*** Provided data Section Begins ***

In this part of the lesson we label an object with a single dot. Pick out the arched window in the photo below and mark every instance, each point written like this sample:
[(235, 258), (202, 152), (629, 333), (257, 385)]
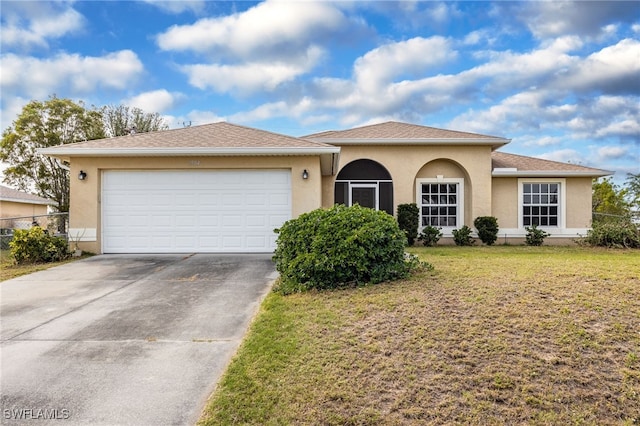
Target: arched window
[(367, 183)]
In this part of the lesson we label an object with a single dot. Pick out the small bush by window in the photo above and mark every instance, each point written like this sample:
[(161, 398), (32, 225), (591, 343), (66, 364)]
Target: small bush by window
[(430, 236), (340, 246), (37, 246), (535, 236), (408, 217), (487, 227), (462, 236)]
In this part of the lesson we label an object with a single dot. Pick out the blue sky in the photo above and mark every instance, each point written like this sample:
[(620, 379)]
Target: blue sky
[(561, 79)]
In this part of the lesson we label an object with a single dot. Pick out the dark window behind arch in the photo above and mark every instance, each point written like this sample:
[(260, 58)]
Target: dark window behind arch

*** Provided data Section Ends ***

Everything in the listing should be repeated exactly except the pictures.

In this part of the lesson we label an object with a single dot. Pick out the arched window in the photo below and mark every instance, each point written like this sample:
[(235, 258), (202, 152), (629, 333), (257, 385)]
Target: arched window
[(367, 183)]
In this part of the lesson we label an object with a single dot. Pick out the small bush by window in the photo above and mark every instance, each point written like this sample:
[(161, 398), (32, 225), (591, 343), (66, 364)]
Target: small bush by window
[(430, 236), (340, 246), (37, 246), (535, 236), (408, 217), (487, 227), (462, 236)]
In this part of the lesson we label an object with a single dot. Pick out the blue sky in the photo above and mark every instance, each point written like this sample:
[(620, 379)]
Target: blue sky
[(561, 79)]
In this part of the lesson we label an object with a single dot. Pick out the dark window behind arch in the photo above and mark every instance, each point written like this sample:
[(260, 58)]
Target: dark window behind arch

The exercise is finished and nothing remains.